Other examples are possible and worth considering. The reader is encouraged to think about how the multiplication tables would change in both examples if X.X = -1 instead of +1. Such a change makes one of the generators begin to behave like a time-like vector instead of a space-like vector. A later example will show a four-dimensional algebra where one of the generators has a negative square. Such an algebra begins to behave like a Minkowski space, though it is geometrically richer. If both X and Y, in our two-dimensional case, were changed to produce negative squares in the two dimensional example, we would reproduce the algebra of quaternions.

A reasonable concern for anyone currently using vector algebras and not familiar with geometric algebras is whether this new approach to representing objects is worth learning. The answer to this concern comes in two forms. The first is that an alternate approach to the representation of objects uncovers some of the techniques we use in rendering those representations. The second comes from the fact that some of the elements of our geometric algebras do not have analogs in the vector algebras commonly used to represent physical objects. These unusual elements may be worth exploring in case they help uncover new mathematical structures that imitate unexplained experimental evidence.

Geometric algebras permit the sum of objects of different geometric rank. What is a vector + plane? Readers familiar with vector algebras know that such an object simply can't be constructed without violation of the transformation rules that maintain the concept of identity. Geometric algebras lead to no such violations, so there is a difference.

Representation Techniques

The interpretations for object within a geometric algebra depend on their rank and on their position relative to one of the operations. This is very similar to how we do things in other mathematical tools. A simple example will be shown for real numbers and then expanded to cover a three dimensional, Euclidean geometric algebra.

Consider the equation (2 times 3 is 6.) The binary operation is the familiar one of multiplication of real numbers. This same equation could be written as times(2, 3) is 6. Any programmer would recognize the operator and the operands as distinct. However, because the operands of a binary operation are ordered, we could also write the equation with a unary operation as double(3) is 6. If the first operand of the binary operation were held constant, the unary version would be equivalent and more efficient to boot.

This example shows that the operand can also be considered as part of the operation. This ambiguity is the one that leads to two possible interpretations for the same thing. One version treats the object as an input while the second treats it as an operator.

In a three dimensional Euclidean algebra, we have three generators named X, Y, and Z. From these we can create 5 other objects using the multiplication operation alone. The objects are {1, X, Y, Z, XY, XZ, YZ, and XYZ}. Their interpretations as operands are relatively simple. Each is a directed element of rank n where n is equal to the number of generators it takes to represent the object.

Instructions to follow = Condense the paragraph beginning "Consider the equation" in the passage on geometric algebras into a short bulleted list that keeps its main facts.

Records =

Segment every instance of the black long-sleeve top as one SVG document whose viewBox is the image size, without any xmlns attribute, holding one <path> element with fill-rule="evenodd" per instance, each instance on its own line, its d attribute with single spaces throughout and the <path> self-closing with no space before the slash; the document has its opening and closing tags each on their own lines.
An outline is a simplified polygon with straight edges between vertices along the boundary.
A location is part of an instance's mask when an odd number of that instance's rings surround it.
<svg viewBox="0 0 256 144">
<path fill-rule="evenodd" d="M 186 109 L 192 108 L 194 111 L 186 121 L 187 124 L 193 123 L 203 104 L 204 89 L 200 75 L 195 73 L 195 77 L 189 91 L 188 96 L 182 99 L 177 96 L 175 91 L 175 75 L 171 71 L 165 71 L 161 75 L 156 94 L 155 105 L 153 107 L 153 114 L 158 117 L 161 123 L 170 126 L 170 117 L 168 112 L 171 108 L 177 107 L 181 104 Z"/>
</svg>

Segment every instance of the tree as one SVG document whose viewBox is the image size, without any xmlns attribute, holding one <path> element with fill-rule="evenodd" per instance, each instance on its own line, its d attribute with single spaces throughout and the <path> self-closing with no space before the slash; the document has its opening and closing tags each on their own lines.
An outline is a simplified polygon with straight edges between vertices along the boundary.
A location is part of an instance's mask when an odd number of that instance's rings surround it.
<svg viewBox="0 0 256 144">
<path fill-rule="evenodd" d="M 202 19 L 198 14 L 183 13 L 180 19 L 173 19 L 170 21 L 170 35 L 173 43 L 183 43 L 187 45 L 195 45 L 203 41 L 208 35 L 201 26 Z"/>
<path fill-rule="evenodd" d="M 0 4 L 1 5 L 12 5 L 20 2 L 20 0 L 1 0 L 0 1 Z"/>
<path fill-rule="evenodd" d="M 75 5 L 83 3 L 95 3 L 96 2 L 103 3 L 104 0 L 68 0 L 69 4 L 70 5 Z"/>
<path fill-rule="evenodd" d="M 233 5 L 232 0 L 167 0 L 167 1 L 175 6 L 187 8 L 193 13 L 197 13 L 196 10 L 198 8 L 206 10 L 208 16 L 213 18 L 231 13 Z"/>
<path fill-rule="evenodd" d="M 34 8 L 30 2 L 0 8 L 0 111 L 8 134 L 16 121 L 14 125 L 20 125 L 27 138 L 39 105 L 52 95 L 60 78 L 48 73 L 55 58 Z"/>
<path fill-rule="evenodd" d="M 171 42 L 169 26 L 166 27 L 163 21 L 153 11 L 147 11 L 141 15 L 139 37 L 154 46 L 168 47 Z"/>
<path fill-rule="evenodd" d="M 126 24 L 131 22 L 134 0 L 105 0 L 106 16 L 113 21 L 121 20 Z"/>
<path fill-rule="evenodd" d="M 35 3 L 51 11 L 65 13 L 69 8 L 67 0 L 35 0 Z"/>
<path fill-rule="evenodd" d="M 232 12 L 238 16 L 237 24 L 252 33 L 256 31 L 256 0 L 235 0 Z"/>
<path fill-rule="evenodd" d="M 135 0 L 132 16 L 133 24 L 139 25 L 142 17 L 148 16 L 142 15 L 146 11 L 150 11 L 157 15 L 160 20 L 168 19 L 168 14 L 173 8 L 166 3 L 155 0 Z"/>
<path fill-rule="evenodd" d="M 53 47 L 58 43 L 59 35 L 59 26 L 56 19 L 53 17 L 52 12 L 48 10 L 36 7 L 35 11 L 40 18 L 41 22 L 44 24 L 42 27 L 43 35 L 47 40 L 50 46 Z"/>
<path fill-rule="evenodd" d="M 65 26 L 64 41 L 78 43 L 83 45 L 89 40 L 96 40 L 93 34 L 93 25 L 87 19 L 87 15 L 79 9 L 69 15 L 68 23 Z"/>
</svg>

Exercise solution =
- The equation 2 times 3 is 6 uses the familiar binary operation of multiplying real numbers.
- It can also be written as times(2, 3) is 6, where a programmer would see the operator and operands as distinct.
- Since a binary operation's operands are ordered, the same equation can take a unary form: double(3) is 6.
- If the first operand stays constant, the unary version is equivalent and more efficient.